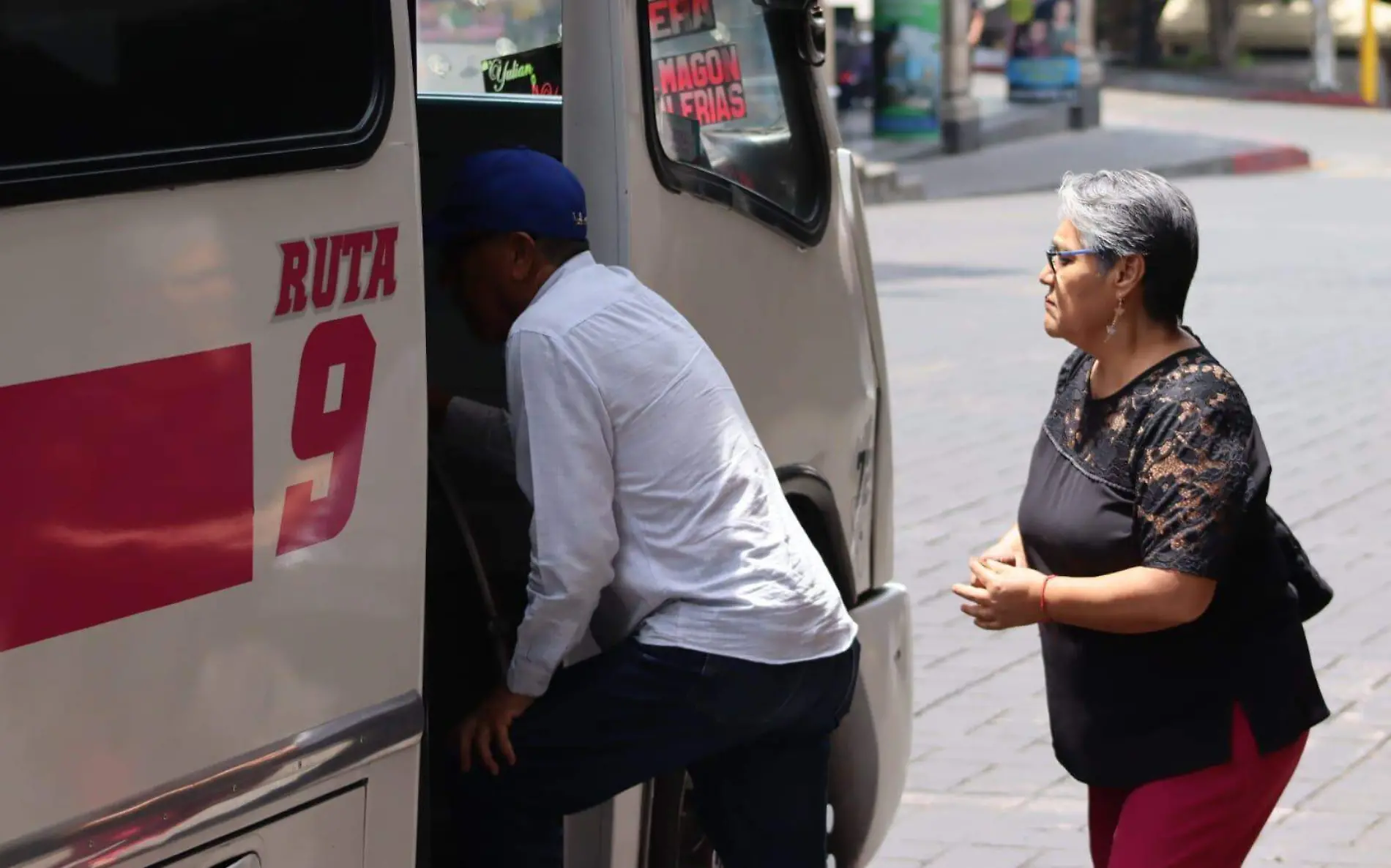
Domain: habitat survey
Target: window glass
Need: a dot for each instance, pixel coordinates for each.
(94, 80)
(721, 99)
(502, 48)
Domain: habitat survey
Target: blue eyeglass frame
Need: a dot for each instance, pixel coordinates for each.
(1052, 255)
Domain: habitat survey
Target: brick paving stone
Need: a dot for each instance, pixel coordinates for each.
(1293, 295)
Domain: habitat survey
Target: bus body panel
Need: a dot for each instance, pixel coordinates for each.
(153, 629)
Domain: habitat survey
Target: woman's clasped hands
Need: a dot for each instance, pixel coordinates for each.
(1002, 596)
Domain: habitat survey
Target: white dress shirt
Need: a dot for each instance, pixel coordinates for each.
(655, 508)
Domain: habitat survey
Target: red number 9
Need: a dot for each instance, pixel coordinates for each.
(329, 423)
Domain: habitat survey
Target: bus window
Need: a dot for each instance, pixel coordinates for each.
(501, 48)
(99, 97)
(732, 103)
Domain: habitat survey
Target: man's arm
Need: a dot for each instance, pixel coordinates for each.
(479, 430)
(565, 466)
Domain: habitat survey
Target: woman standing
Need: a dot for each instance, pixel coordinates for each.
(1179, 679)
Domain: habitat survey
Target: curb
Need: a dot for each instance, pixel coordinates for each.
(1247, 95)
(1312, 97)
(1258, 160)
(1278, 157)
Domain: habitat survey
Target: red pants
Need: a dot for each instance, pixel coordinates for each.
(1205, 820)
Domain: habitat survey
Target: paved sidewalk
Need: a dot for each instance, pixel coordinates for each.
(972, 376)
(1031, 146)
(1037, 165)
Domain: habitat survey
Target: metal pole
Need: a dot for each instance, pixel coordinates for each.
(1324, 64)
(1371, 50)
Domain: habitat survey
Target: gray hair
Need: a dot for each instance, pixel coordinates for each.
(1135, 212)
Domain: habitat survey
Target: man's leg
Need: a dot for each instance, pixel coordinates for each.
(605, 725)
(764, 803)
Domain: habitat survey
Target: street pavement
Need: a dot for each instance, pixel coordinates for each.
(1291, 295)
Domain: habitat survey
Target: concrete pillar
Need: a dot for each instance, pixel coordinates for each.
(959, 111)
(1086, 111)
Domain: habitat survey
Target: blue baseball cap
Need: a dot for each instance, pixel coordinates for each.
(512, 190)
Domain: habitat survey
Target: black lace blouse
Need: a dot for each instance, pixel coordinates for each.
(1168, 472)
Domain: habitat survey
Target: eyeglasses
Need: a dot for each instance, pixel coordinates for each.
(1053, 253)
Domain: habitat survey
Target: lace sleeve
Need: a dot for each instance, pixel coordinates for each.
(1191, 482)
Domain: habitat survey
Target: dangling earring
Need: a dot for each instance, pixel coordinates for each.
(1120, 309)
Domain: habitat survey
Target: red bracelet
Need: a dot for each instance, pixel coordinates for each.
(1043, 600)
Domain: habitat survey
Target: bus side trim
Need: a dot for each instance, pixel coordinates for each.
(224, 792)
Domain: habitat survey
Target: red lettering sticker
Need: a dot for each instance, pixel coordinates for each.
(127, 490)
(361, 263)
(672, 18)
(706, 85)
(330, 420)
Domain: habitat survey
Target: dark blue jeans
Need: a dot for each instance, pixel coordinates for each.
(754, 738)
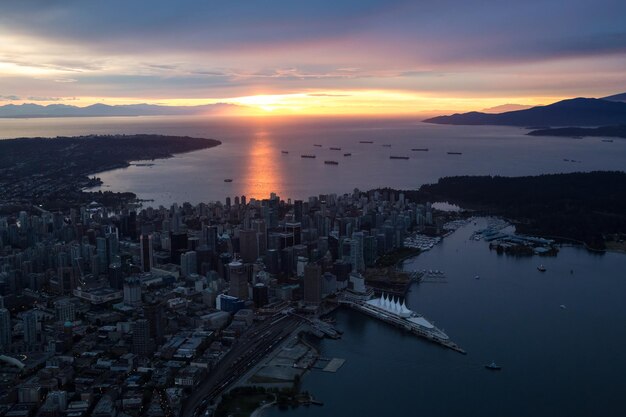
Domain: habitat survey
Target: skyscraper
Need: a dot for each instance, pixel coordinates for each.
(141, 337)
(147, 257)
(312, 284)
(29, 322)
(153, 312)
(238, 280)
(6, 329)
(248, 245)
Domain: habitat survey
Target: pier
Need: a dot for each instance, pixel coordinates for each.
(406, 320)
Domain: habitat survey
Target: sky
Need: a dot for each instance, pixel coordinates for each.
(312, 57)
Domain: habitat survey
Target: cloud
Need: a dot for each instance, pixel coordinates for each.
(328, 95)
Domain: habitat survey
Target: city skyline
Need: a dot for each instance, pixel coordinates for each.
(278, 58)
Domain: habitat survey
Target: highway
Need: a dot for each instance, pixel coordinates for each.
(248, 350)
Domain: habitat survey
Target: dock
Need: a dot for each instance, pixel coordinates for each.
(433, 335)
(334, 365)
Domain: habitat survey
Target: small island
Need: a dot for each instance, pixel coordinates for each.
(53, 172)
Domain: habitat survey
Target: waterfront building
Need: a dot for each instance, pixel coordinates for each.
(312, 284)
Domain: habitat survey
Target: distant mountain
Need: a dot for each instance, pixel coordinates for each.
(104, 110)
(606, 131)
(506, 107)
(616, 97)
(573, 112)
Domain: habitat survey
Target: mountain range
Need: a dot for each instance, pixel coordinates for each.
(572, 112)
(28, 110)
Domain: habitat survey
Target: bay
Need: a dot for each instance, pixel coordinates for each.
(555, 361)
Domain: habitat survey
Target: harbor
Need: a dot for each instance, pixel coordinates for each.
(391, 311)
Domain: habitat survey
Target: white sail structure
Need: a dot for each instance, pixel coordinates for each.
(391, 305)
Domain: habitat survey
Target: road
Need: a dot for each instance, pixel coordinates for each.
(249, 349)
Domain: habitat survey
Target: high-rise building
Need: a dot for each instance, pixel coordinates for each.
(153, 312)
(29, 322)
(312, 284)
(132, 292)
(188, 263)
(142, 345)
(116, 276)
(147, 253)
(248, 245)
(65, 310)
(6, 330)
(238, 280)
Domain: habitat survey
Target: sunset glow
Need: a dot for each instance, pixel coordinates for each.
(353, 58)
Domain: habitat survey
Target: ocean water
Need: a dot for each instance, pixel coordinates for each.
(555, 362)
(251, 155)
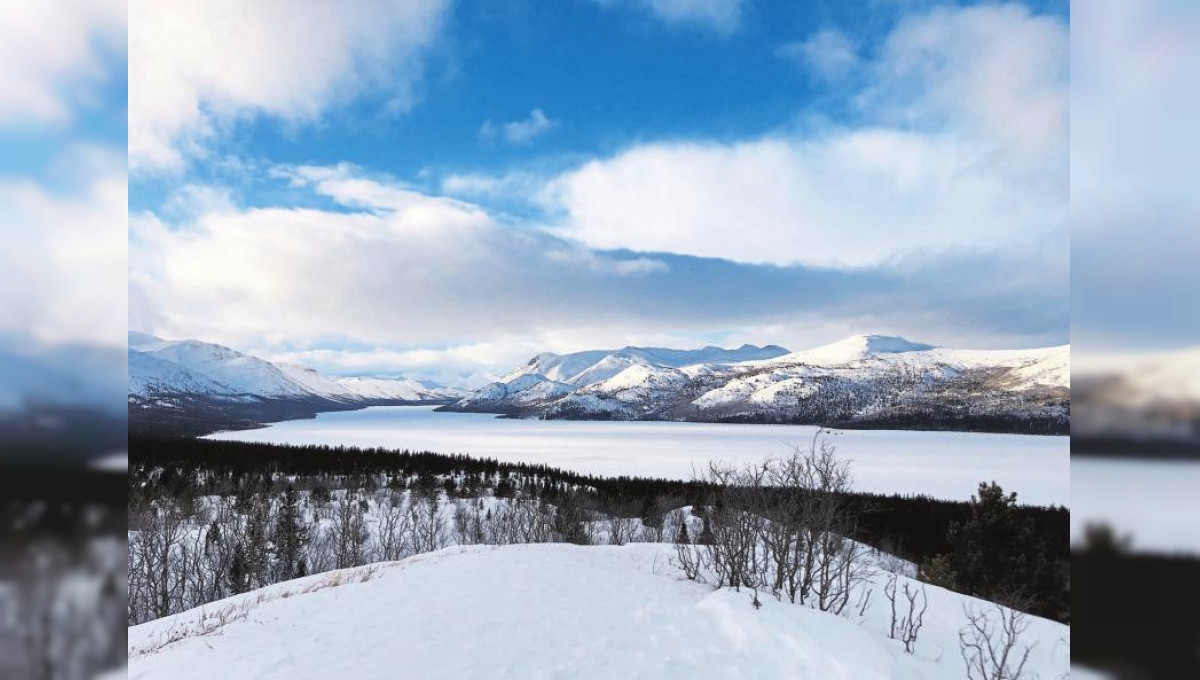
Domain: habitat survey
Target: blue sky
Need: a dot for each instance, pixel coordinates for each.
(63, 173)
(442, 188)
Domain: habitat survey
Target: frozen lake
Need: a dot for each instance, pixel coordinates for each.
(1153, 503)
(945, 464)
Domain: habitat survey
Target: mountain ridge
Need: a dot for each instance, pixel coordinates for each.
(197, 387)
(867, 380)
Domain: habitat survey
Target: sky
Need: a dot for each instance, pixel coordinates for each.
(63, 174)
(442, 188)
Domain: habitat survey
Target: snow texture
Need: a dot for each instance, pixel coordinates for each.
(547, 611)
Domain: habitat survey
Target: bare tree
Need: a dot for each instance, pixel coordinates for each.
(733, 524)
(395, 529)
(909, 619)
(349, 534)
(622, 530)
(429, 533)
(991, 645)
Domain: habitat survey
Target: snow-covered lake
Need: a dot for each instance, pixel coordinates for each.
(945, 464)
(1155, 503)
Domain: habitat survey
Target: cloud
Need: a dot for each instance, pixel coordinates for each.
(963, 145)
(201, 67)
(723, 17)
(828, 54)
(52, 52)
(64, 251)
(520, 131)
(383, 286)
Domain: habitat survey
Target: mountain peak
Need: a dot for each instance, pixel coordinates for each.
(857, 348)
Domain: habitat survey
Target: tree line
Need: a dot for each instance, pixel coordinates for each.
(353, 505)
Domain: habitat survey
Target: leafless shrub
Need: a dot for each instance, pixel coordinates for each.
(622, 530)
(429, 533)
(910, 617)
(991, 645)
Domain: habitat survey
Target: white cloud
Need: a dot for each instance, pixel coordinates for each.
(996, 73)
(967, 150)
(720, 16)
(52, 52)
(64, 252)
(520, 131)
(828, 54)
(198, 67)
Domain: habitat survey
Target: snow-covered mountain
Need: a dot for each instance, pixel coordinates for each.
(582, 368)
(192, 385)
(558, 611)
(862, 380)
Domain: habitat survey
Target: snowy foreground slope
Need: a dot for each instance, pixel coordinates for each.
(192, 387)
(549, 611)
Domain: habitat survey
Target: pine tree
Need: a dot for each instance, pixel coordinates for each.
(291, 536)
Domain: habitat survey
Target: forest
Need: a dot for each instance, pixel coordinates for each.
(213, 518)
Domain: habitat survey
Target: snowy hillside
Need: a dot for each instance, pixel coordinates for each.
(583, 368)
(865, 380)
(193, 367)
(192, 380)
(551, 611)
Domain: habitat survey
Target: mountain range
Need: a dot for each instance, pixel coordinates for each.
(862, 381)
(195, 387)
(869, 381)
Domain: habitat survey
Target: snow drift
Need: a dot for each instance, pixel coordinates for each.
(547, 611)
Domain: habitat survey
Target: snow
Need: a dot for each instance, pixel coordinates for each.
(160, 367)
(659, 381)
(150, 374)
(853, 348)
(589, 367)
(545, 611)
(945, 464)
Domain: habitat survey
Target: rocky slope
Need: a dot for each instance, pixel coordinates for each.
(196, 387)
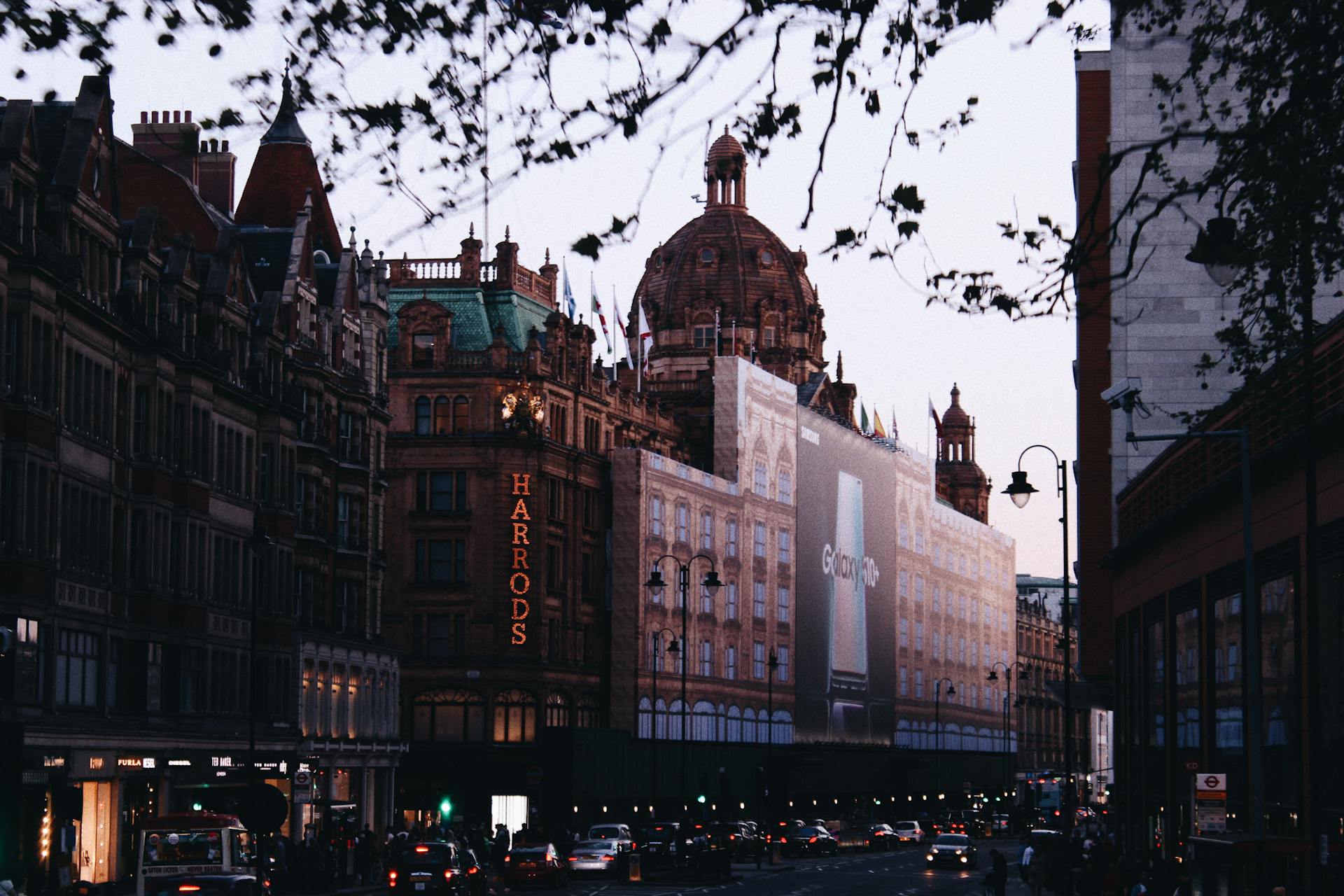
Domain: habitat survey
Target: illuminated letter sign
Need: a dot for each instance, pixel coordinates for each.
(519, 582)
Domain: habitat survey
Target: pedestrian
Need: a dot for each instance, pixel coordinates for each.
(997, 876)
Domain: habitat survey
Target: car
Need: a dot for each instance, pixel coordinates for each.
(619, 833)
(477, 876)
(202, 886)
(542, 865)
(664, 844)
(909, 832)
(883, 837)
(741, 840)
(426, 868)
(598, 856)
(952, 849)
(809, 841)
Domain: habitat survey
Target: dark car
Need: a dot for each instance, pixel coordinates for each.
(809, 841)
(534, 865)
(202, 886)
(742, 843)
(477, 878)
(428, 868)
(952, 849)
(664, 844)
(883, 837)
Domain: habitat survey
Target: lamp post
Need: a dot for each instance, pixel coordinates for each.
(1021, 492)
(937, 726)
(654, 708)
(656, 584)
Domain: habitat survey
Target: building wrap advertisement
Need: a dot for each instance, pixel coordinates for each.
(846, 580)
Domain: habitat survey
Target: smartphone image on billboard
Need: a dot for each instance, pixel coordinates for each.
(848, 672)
________________________
Exercise details:
Copy all lines of the material above where the string "blue" occurs.

Solution to this problem:
Target: blue eyeglass frame
Target: blue baseball cap
Target: dark blue jeans
Target: blue sky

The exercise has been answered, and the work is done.